#### TASK INPUT
┄┄┄┄┄┄┄┄┄┄┄┄┄┄┄┄┄┄┄┄
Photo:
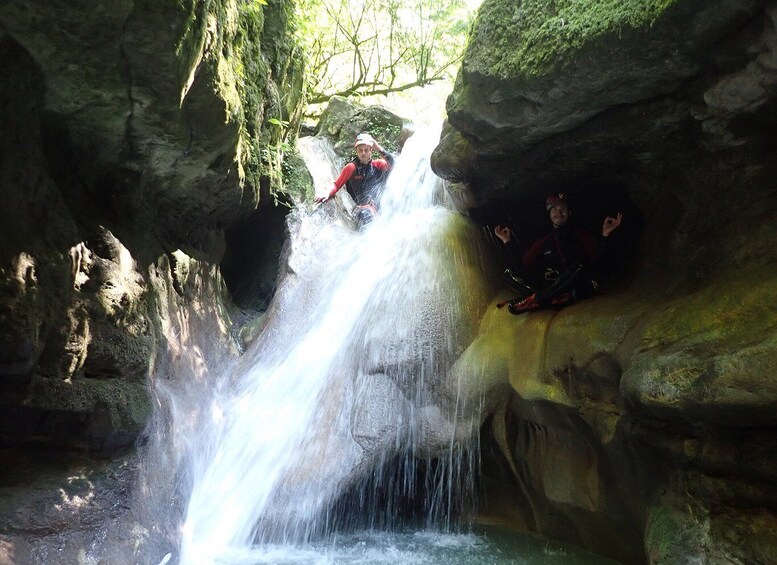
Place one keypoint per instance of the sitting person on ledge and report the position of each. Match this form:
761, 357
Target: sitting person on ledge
559, 268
┄┄┄┄┄┄┄┄┄┄┄┄┄┄┄┄┄┄┄┄
#### STATED TASK
Please rewrite these rows with every "ledge" changed to "bench" and nothing else altered. Leave the pictures out.

#### EXERCISE ANSWER
Photo:
Place one keypoint per instance of the sitting person on bench and report the position of each. Match this form:
761, 357
Target: sitting person on bench
559, 268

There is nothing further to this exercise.